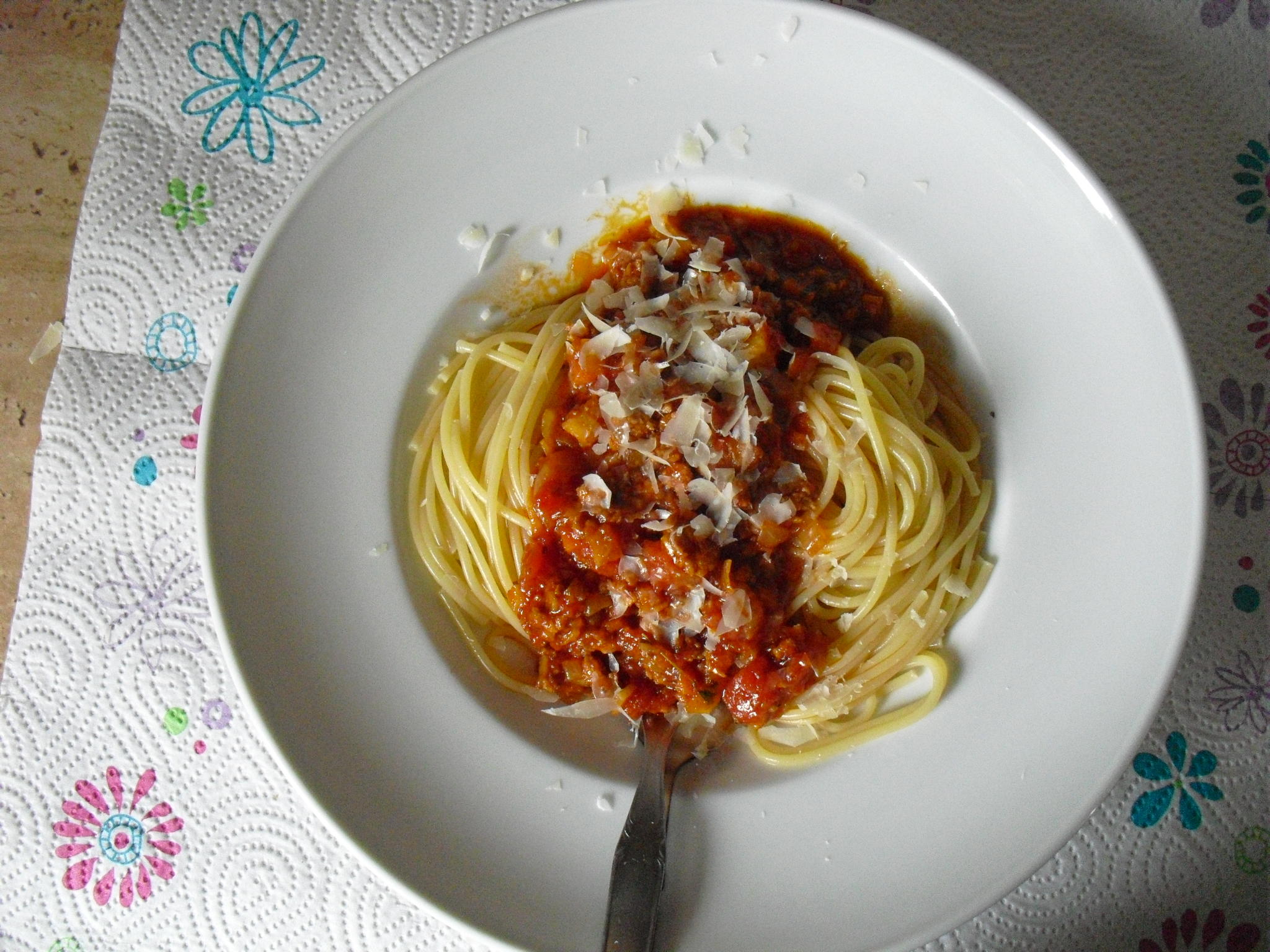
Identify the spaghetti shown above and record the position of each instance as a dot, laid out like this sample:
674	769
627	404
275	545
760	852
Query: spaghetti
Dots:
708	487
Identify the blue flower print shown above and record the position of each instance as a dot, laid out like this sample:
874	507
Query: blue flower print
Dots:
251	87
1151	806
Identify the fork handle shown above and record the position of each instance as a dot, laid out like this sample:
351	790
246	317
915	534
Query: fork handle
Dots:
639	861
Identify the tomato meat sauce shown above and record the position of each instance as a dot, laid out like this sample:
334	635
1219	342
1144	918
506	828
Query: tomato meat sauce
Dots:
675	501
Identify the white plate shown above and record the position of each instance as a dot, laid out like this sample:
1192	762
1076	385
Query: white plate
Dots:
987	225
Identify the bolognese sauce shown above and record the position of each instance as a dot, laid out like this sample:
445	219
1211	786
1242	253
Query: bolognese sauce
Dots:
672	507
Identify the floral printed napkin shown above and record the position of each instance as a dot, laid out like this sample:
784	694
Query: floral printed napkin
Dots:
139	811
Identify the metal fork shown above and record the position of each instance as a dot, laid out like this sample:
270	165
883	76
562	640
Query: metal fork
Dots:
639	860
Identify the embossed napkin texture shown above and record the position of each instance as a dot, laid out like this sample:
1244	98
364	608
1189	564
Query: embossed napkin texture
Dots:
139	810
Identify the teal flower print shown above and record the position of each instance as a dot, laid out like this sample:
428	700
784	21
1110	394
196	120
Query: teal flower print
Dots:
251	87
1254	164
1151	806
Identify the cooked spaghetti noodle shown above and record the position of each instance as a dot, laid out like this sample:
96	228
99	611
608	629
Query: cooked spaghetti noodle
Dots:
708	487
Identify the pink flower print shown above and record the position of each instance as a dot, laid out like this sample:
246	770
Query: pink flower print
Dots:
103	831
191	441
1241	938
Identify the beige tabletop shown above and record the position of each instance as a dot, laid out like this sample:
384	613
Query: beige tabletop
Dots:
55	75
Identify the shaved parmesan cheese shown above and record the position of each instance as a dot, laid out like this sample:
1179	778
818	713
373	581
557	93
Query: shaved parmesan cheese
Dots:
790	735
765	405
687	425
700	457
643	309
660	203
735	612
775	508
623	601
704	136
660	523
591	707
689	611
611	408
595	322
642	391
595	493
47	343
734	263
701	526
630	568
596	294
473	236
788	474
605	343
690	150
492	248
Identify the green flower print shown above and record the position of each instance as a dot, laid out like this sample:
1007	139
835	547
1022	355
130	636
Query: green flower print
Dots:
1255	164
187	207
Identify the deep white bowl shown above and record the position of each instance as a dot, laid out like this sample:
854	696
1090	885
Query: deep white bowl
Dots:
986	224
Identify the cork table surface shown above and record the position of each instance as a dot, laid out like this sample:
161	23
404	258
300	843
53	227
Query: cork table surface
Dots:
55	75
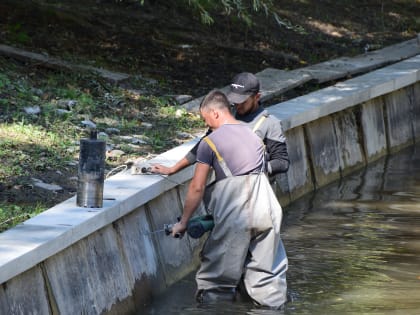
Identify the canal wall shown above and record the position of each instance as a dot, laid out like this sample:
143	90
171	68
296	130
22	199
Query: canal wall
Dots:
114	260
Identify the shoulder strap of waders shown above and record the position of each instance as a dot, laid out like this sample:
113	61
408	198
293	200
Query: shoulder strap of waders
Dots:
259	122
222	162
256	126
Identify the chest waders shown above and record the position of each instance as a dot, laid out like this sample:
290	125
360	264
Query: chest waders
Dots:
245	242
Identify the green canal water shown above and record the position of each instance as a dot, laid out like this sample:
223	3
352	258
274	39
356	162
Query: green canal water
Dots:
353	248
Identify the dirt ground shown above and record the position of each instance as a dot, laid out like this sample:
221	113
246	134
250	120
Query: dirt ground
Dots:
169	44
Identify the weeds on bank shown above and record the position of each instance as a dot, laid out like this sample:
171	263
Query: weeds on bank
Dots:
34	144
11	215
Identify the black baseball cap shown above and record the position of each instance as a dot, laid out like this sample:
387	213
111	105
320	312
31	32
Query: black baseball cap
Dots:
243	86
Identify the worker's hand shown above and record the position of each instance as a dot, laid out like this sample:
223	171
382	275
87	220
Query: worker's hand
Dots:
161	169
178	229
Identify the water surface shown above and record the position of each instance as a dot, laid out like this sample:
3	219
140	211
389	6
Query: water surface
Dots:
353	248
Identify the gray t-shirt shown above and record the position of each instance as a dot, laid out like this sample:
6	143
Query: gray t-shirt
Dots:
242	150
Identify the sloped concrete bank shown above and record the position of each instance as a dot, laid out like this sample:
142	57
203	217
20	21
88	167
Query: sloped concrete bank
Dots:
72	260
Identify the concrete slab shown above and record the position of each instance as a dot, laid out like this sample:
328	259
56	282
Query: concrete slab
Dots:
137	243
416	110
350	66
398	120
350	151
173	253
373	128
25	246
301	110
299	175
275	82
91	269
323	150
26	294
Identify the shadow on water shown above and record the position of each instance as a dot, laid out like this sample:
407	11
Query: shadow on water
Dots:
353	248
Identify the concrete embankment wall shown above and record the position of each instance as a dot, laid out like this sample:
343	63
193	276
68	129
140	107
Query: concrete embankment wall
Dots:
72	260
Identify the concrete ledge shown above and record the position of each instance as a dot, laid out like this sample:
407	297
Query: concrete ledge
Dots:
310	107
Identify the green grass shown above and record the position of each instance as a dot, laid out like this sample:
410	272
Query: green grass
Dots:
44	144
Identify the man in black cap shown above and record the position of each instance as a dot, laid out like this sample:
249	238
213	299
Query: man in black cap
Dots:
245	94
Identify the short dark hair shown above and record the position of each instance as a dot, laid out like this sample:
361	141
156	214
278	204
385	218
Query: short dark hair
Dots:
215	99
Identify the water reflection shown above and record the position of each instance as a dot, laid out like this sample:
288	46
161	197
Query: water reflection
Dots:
353	248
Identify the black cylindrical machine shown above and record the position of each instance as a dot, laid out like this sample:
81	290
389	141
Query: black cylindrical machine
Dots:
90	181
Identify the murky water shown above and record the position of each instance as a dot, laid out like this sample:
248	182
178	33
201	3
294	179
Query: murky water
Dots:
353	248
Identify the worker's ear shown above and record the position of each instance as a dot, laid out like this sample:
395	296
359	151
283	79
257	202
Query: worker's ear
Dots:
215	113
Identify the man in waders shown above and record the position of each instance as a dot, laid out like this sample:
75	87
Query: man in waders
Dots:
244	95
244	245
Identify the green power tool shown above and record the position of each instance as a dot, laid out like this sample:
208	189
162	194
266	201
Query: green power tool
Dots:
196	226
::::::::
[Aim] Repeat, without changes, every line from the one that contains "Identify the short" through the final line of the data.

[Result for this exercise]
Identify the short dark hair shown above and record the position of each instance as a dot, laid out like this sample:
361	141
156	214
278	204
385	218
Query: short dark hair
Dots:
215	99
Identify the water reflection shown above and record the position of each instance as a dot, laid out like this sample:
288	46
161	197
Query: water reflection
Dots:
353	248
Identify the black cylindrical machine shown above and record the position of each instance as a dot, laid out like this sample:
81	290
389	141
Query: black cylindrical machine
Dots:
90	181
Identify the murky water shown above and record the position of each instance as a dot, laid out like this sample:
248	182
178	33
201	3
294	179
Query: murky water
Dots:
353	248
Identify the worker's ear shown above and record the position of each instance as a dot, laid out like this sample:
395	296
359	151
283	79
257	202
Query: worker's ear
Dots:
215	113
Identify the man in waders shown above and record the position of each instance as a dot, laid out like this sample:
75	87
Query: man in waders
Dots:
244	95
244	245
Identify the green power tool shown above and record the position of each instance as a dot, laid out like this sample:
208	189
162	194
266	201
Query: green power tool
Dots:
196	226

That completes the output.